> **Exercise input**
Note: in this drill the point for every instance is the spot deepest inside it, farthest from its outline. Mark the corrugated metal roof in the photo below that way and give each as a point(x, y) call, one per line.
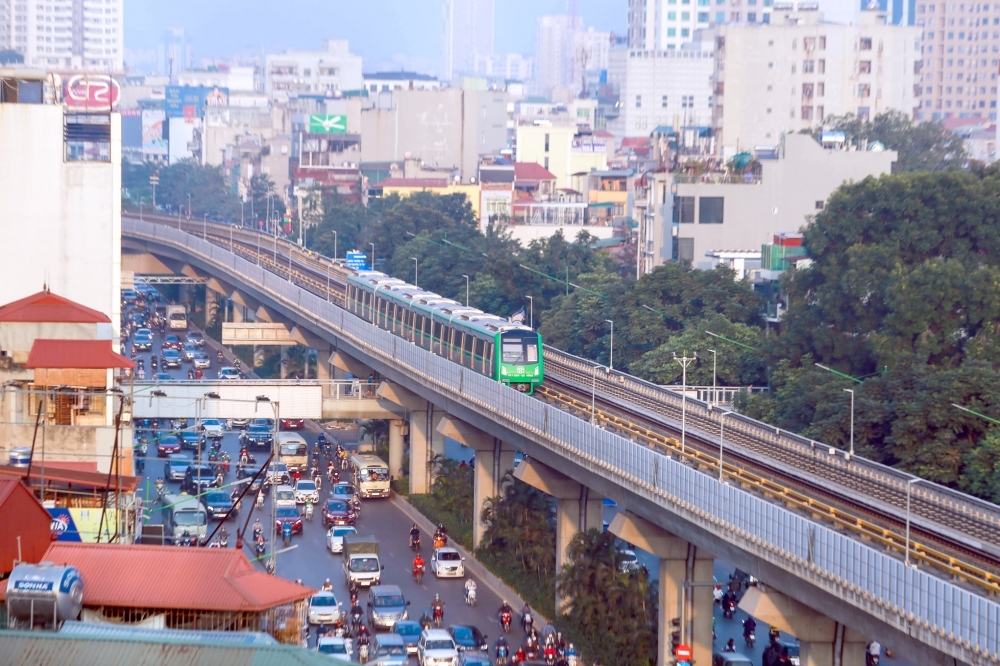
point(94, 354)
point(46, 306)
point(37, 648)
point(214, 578)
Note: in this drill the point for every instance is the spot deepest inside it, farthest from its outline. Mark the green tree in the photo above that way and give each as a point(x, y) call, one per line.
point(924, 146)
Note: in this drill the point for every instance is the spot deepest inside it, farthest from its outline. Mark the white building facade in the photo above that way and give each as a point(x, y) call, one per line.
point(667, 88)
point(65, 34)
point(332, 70)
point(467, 34)
point(790, 75)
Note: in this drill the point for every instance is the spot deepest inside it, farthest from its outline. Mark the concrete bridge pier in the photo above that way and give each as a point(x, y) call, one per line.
point(577, 509)
point(419, 411)
point(823, 641)
point(685, 586)
point(493, 460)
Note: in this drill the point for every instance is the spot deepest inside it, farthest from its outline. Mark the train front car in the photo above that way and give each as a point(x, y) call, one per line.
point(520, 362)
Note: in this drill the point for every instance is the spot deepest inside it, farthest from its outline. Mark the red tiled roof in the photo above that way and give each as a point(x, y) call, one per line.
point(531, 171)
point(46, 306)
point(414, 182)
point(133, 576)
point(59, 354)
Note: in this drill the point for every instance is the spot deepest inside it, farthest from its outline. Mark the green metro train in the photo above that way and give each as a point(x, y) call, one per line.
point(505, 351)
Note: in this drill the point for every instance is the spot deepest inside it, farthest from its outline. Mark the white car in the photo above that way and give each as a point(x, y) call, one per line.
point(323, 608)
point(335, 537)
point(334, 647)
point(436, 648)
point(284, 496)
point(306, 490)
point(447, 563)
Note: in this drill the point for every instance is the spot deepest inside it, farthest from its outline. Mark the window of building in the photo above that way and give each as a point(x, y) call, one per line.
point(710, 210)
point(684, 210)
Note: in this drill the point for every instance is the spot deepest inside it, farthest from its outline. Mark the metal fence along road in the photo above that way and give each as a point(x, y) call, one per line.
point(934, 611)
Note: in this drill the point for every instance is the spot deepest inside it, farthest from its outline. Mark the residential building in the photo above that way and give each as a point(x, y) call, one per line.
point(65, 34)
point(790, 75)
point(330, 71)
point(666, 25)
point(958, 71)
point(555, 57)
point(696, 213)
point(564, 150)
point(64, 162)
point(467, 35)
point(388, 81)
point(667, 89)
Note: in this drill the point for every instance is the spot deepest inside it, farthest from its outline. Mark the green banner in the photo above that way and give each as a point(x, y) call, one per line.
point(319, 124)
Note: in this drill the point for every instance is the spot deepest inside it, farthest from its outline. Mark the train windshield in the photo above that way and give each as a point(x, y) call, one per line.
point(520, 348)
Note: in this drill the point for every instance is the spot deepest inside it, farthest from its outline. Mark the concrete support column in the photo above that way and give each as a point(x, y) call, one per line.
point(685, 585)
point(823, 641)
point(397, 429)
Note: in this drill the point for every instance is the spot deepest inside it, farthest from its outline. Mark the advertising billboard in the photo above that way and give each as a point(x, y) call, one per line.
point(153, 141)
point(190, 101)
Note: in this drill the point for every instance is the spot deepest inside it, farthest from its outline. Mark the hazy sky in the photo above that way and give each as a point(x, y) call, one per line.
point(384, 32)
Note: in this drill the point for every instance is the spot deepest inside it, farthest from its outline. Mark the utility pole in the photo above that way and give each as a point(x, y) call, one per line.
point(685, 361)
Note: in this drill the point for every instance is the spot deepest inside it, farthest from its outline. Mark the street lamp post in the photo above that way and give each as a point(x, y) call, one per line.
point(611, 360)
point(685, 361)
point(851, 391)
point(715, 396)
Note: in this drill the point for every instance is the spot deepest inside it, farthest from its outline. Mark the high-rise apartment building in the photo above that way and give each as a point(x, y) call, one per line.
point(788, 76)
point(65, 34)
point(665, 25)
point(961, 55)
point(467, 34)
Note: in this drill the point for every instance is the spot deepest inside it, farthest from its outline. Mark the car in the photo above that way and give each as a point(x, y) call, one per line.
point(166, 445)
point(410, 632)
point(386, 606)
point(306, 490)
point(198, 477)
point(202, 361)
point(258, 436)
point(176, 465)
point(288, 514)
point(468, 637)
point(338, 512)
point(142, 342)
point(447, 563)
point(437, 648)
point(389, 650)
point(284, 496)
point(343, 491)
point(188, 351)
point(324, 608)
point(334, 647)
point(212, 428)
point(218, 503)
point(335, 539)
point(171, 359)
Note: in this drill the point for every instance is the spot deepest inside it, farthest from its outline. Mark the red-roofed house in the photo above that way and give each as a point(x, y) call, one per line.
point(184, 588)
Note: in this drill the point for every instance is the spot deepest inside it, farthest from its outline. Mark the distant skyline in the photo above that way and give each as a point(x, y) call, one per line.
point(386, 33)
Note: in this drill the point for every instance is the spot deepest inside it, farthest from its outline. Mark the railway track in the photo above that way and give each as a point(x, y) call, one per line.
point(808, 481)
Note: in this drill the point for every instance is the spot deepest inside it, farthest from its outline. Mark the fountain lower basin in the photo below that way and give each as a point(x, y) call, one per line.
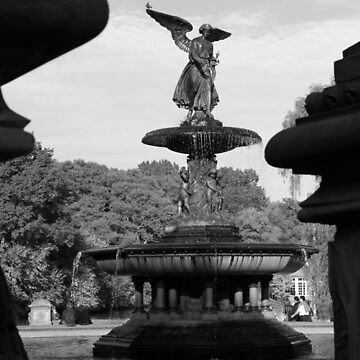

> **Exercise description**
All of the entries above should be duplicated exactly, except for the pictures.

> **Completed task**
Note: in this drill the point for every instance is the spot deepest inside it, farthest from its outline. Mark the corrugated metal roof in the photo below that way and give each as a point(x, y) call, one per line.
point(94, 354)
point(46, 306)
point(37, 648)
point(214, 578)
Note: in this drill the point for every instance is the spot deepest inside it, farthest from its outline. Mark the green tree in the photo above that way and give each as a point(x, y) call, one per line.
point(924, 146)
Note: in this drill the point for every instance is the spot deepest inside it, farthest from its outline. Mark the white building facade in the photo above that way and give each as a point(x, y) call, one per line.
point(667, 88)
point(65, 34)
point(332, 70)
point(467, 34)
point(790, 75)
Note: in this drill the point for every instance is the spot deepest inside it, farthest from its outline. Mark the concrete bridge pier in the photo above that way and give each as a point(x, y) call, one per line.
point(577, 509)
point(419, 411)
point(823, 641)
point(685, 586)
point(493, 460)
Note: in this drill the point for every instance is the spot deepest inside it, farthest from its outline. Mark the train front car in the photo above that way and give each as a point(x, y) call, one per line.
point(520, 362)
Note: in this drill the point for every instance is the spot deepest inside it, farthest from its outline. Mark the red tiled roof in the photo above that way and give each as a point(x, y) call, one per line.
point(531, 171)
point(46, 306)
point(414, 182)
point(133, 576)
point(59, 354)
Note: in this drill the point for every instance is the spot deepest inside it, farthest from its outline. Mark the green metro train in the photo above that way and give each as a point(x, y) call, one per line.
point(505, 351)
Note: in this drill the point for every instance is the spot deepest inside it, farthest from its outline. Mark the white car in the photo above that way and give each as a point(x, y) call, one per line.
point(323, 608)
point(335, 537)
point(334, 647)
point(436, 648)
point(284, 496)
point(306, 490)
point(447, 563)
Note: in this drill the point for every instance is the spot deepest inside it, farthest from its outline. Mark the window of building in the photo above that way and give each as a point(x, y) call, one per line.
point(710, 210)
point(684, 210)
Note: in this drill the point for every instance is the spot deepest inside it, farthest from its outline. Mark the metal fence along road in the photo above that way and give each as a point(x, y) call, one per line.
point(934, 611)
Note: in this drill the point for every instance is the spot deepest inside it, farthest from its outline. Mark the residential building in the photo above that way and give each as a point(x, y) call, one per line.
point(65, 34)
point(790, 75)
point(330, 71)
point(666, 25)
point(958, 71)
point(555, 57)
point(696, 213)
point(564, 150)
point(64, 162)
point(467, 35)
point(388, 81)
point(667, 89)
Note: in this drill the point for every instance is the spot deepest inside it, farthest from its outline. Mark the green banner in the photo above that way and give each as a point(x, y) call, one per line.
point(319, 124)
Note: in this drill the point for every instance is the spot deepest inside it, farthest from its outline. Mark the train windshield in the photo above that way and give each as a point(x, y) call, one per line.
point(520, 348)
Note: in this drill the point for every instance is the spot deepest inside it, farthest from its outline. Mark the concrete support column in the photo above that way and give each as a point(x, y) call, one per line.
point(685, 585)
point(823, 641)
point(397, 429)
Note: in this drill the point for every instance is the spot deepest inside it, farthest from its outline. Mark the advertising billboard in the photo above that way and give each as a point(x, y) call, one per line.
point(153, 141)
point(190, 101)
Note: in this drill the point for every instance is the spot deepest inside it, farthest from its outline. Mark the hazy sky in the photo above that way and give each as a point(x, y) call, one per line.
point(384, 32)
Note: in this drill the point for every instance is the spot deepest inside it, farthest from its outline. Mark the utility pole in the photo above that way and give each as a point(x, y) call, one per line.
point(685, 361)
Note: in this drill the point for every instance is the spot deepest inside it, farthest from its outline. Mark the street lamp post in the photo above that way and give each as a point(x, y) call, one per line.
point(611, 360)
point(685, 361)
point(851, 391)
point(715, 396)
Note: in this drill the point for every instance is the spot deepest inside it, farthest from its outline. Mark the high-rise apartment building in the photo above that way and give each as a point(x, y) call, one per line.
point(788, 76)
point(65, 34)
point(665, 25)
point(961, 55)
point(467, 34)
Note: in this drill the point for every instance is the spot deepest inside it, farthest from its outline. Mark the car in the photo above that way and give each as a point(x, y) call, one per line.
point(166, 445)
point(410, 632)
point(386, 606)
point(306, 490)
point(198, 477)
point(202, 361)
point(258, 436)
point(176, 465)
point(288, 514)
point(468, 637)
point(338, 512)
point(142, 342)
point(447, 563)
point(437, 648)
point(389, 650)
point(284, 496)
point(343, 491)
point(188, 351)
point(324, 608)
point(334, 647)
point(212, 428)
point(218, 503)
point(335, 539)
point(171, 359)
Note: in this drill the point for every instance is the spot deepest inside it, farthest from its outline. Mark the red-roofed house in the photo above that way and give each as a point(x, y) call, one per line.
point(184, 588)
Note: in this drill the point for every instance is the spot deepest inside it, farthest from its outline. Mark the distant skyline in the photo above that way and give each as a point(x, y) call, one per line.
point(386, 33)
Note: in this drill the point for every instance is the spot deepest inside it, farthest from its outline. Mark the railway track in the photo above that way and give each as a point(x, y) call, one per line.
point(808, 481)
Note: in this drill the point for every instance is the spot deepest inside it, farthest from its outline. Mark the fountain lower basin in the photo below that way and give each as a point(x, y) call, one per line.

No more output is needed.